*** The data ***

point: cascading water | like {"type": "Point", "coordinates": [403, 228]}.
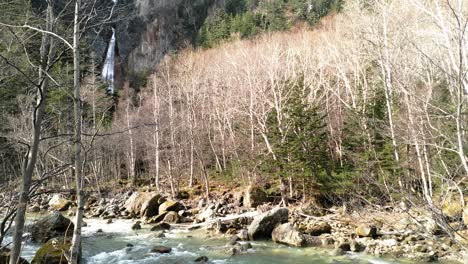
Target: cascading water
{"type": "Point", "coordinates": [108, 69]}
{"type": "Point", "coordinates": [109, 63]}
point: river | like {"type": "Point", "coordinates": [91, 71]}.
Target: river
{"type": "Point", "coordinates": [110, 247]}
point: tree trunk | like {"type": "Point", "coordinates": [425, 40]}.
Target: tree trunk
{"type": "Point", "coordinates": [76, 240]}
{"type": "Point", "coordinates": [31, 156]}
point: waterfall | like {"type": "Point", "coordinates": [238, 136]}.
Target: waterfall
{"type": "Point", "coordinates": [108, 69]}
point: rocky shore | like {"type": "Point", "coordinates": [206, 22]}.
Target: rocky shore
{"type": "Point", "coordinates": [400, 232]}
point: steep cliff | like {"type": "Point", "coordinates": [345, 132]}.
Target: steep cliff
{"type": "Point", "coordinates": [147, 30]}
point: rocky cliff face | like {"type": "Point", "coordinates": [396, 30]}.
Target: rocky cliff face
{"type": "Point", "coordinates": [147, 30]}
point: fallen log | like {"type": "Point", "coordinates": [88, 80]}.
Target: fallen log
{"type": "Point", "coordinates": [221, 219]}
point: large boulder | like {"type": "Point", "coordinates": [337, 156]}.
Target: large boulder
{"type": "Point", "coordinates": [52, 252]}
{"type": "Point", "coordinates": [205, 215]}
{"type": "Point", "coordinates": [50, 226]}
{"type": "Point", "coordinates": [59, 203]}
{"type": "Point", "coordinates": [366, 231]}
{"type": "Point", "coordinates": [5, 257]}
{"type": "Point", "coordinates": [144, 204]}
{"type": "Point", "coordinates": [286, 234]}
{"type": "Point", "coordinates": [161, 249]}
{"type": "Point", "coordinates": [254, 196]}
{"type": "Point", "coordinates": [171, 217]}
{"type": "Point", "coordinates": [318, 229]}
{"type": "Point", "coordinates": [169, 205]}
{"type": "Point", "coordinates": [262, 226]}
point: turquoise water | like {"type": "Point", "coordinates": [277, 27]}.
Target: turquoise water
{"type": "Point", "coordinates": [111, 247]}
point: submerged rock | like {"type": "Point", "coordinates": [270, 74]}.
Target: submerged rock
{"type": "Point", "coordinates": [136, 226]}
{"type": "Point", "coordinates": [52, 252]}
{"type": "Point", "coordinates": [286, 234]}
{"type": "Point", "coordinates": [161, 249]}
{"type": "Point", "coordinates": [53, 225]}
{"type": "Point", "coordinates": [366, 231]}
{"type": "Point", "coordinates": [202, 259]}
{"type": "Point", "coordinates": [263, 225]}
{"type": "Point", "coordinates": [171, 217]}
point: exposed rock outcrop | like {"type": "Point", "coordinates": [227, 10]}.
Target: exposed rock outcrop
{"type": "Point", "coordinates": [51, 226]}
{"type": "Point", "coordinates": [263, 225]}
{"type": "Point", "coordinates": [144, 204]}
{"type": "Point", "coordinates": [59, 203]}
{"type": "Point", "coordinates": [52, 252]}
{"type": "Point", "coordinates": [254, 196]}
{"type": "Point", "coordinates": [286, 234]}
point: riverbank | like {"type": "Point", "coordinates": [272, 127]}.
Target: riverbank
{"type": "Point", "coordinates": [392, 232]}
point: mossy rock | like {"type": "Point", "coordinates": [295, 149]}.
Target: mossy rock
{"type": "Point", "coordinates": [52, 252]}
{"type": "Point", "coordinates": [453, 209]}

***

_Your task:_ Apart from the images, the entries above must be returned without alteration.

_Reply:_
point: cascading water | like {"type": "Point", "coordinates": [403, 228]}.
Target: cascading water
{"type": "Point", "coordinates": [108, 69]}
{"type": "Point", "coordinates": [109, 63]}
point: river | like {"type": "Point", "coordinates": [91, 71]}.
Target: river
{"type": "Point", "coordinates": [110, 247]}
point: tree trunk | like {"type": "Point", "coordinates": [425, 40]}.
Target: tree trunk
{"type": "Point", "coordinates": [76, 240]}
{"type": "Point", "coordinates": [31, 156]}
point: waterfall | like {"type": "Point", "coordinates": [238, 136]}.
Target: waterfall
{"type": "Point", "coordinates": [108, 69]}
point: rocky shore | like {"type": "Point", "coordinates": [206, 22]}.
Target: rocky shore
{"type": "Point", "coordinates": [400, 232]}
point: steep cliff | like {"type": "Point", "coordinates": [345, 132]}.
Target: steep cliff
{"type": "Point", "coordinates": [147, 30]}
point: rocky cliff face | like {"type": "Point", "coordinates": [396, 30]}.
Target: rocky cliff face
{"type": "Point", "coordinates": [147, 30]}
point: fallen log | like {"type": "Point", "coordinates": [88, 80]}.
Target: fallen log
{"type": "Point", "coordinates": [221, 219]}
point: large boulder | like {"type": "Point", "coordinates": [337, 156]}.
Target: large boulder
{"type": "Point", "coordinates": [52, 252]}
{"type": "Point", "coordinates": [205, 215]}
{"type": "Point", "coordinates": [50, 226]}
{"type": "Point", "coordinates": [59, 203]}
{"type": "Point", "coordinates": [366, 231]}
{"type": "Point", "coordinates": [5, 257]}
{"type": "Point", "coordinates": [144, 204]}
{"type": "Point", "coordinates": [286, 234]}
{"type": "Point", "coordinates": [161, 249]}
{"type": "Point", "coordinates": [254, 196]}
{"type": "Point", "coordinates": [171, 217]}
{"type": "Point", "coordinates": [318, 229]}
{"type": "Point", "coordinates": [169, 205]}
{"type": "Point", "coordinates": [262, 226]}
point: turquoise water | like {"type": "Point", "coordinates": [277, 27]}.
Target: turquoise water
{"type": "Point", "coordinates": [111, 247]}
point: submerged rock | like {"type": "Point", "coordinates": [270, 74]}.
Target: submerged rock
{"type": "Point", "coordinates": [136, 226]}
{"type": "Point", "coordinates": [52, 252]}
{"type": "Point", "coordinates": [286, 234]}
{"type": "Point", "coordinates": [161, 249]}
{"type": "Point", "coordinates": [53, 225]}
{"type": "Point", "coordinates": [366, 231]}
{"type": "Point", "coordinates": [202, 259]}
{"type": "Point", "coordinates": [263, 225]}
{"type": "Point", "coordinates": [171, 217]}
point: exposed rock outcrop | like {"type": "Point", "coordinates": [227, 10]}.
Target: exposed rock outcrop
{"type": "Point", "coordinates": [51, 226]}
{"type": "Point", "coordinates": [263, 225]}
{"type": "Point", "coordinates": [144, 204]}
{"type": "Point", "coordinates": [59, 203]}
{"type": "Point", "coordinates": [52, 252]}
{"type": "Point", "coordinates": [254, 196]}
{"type": "Point", "coordinates": [286, 234]}
point: riverbank | like {"type": "Point", "coordinates": [272, 127]}.
Target: riverbank
{"type": "Point", "coordinates": [392, 232]}
point: mossy rock | like {"type": "Point", "coordinates": [295, 149]}.
Target: mossy rock
{"type": "Point", "coordinates": [52, 252]}
{"type": "Point", "coordinates": [453, 209]}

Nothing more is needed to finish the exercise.